---------- DOCUMENT TEXT ----------
1. Technical Field
The field of the invention is mobile communications and, more particularly, to enhancing the control of radio interference existing between one or more mobile devices and one or more nearby base stations.
2. Discussion of Related Art
The invention relates to the 3GPP (Third Generation Partnership Project) specification of the Universal Mobile Telecommunications System (UMTS) Terrestrial Radio Access (UTRA) and more specifically to the Wideband Code Division Multiple Access (WCDMA) High Speed Uplink Packet Access (HSUPA) which is an enhanced uplink feature used in the Frequency Division Duplex (FDD) mode. This feature is being specified in the 3GPP and targeted to 3GPP release 6. A similar enhancement is being done in a high speed downlink packet access (HSDPA).
Referring to FIG. 1, the Universal Mobile Telecommunications System (UMTS) packet network architecture includes the major architectural elements of user equipment (UE), UMTS Terrestrial Radio Access Network (UTRAN), and core network (CN). The UE is interfaced to the UTRAN over a radio (Uu) interface, while the UTRAN interfaces to the core network over a (wired) Iu interface.
---------- MATERIAL SUPPLIED ----------
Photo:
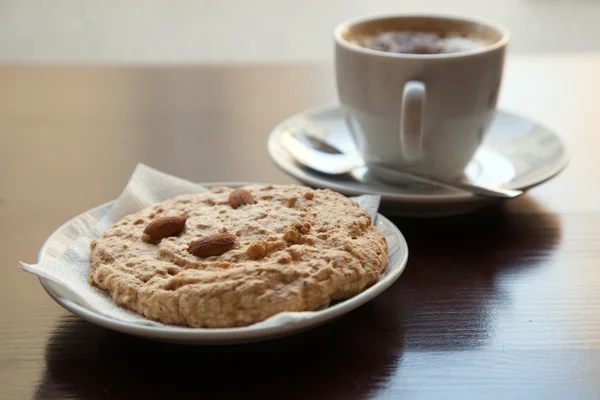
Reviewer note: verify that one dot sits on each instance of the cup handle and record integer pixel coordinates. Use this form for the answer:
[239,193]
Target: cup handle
[412,117]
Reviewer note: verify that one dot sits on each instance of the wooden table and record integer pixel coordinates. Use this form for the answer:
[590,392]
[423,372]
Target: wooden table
[503,304]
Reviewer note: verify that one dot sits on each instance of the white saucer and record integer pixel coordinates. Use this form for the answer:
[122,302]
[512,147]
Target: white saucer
[279,325]
[517,154]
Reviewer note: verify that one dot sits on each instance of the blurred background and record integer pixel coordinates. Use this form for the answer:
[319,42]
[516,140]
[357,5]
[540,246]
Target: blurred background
[218,31]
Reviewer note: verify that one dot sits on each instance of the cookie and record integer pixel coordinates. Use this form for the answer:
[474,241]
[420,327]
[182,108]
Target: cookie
[234,257]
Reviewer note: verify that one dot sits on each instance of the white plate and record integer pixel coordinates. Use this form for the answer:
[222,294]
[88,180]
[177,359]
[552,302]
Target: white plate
[297,321]
[516,154]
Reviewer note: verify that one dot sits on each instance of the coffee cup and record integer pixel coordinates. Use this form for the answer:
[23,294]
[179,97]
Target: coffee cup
[420,90]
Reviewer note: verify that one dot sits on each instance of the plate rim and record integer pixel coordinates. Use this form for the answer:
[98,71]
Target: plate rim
[409,198]
[225,335]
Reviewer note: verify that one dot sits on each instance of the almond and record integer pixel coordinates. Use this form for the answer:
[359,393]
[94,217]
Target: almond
[165,226]
[213,245]
[240,197]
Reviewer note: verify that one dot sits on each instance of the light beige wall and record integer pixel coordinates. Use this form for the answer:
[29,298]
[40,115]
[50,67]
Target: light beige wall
[179,31]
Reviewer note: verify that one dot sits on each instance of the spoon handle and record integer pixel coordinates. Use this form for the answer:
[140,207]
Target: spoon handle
[479,190]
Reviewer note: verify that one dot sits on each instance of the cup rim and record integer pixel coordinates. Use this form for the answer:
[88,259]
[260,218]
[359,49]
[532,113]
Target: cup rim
[343,26]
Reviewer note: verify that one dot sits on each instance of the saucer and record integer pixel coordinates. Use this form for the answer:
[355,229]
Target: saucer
[517,153]
[279,325]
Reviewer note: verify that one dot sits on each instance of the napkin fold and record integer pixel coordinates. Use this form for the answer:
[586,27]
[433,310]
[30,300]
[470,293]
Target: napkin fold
----------
■ PROBLEM DESCRIPTION:
Replace "core network" with "backbone network" in the passage on mobile communications and give back the part that begins at the words "Referring to FIG." and stops after "(wired) Iu interface.". The data is not needed for this.

■ ANSWER FOR THIS EXERCISE:
Referring to FIG. 1, the Universal Mobile Telecommunications System (UMTS) packet network architecture includes the major architectural elements of user equipment (UE), UMTS Terrestrial Radio Access Network (UTRAN), and backbone network (CN). The UE is interfaced to the UTRAN over a radio (Uu) interface, while the UTRAN interfaces to the backbone network over a (wired) Iu interface.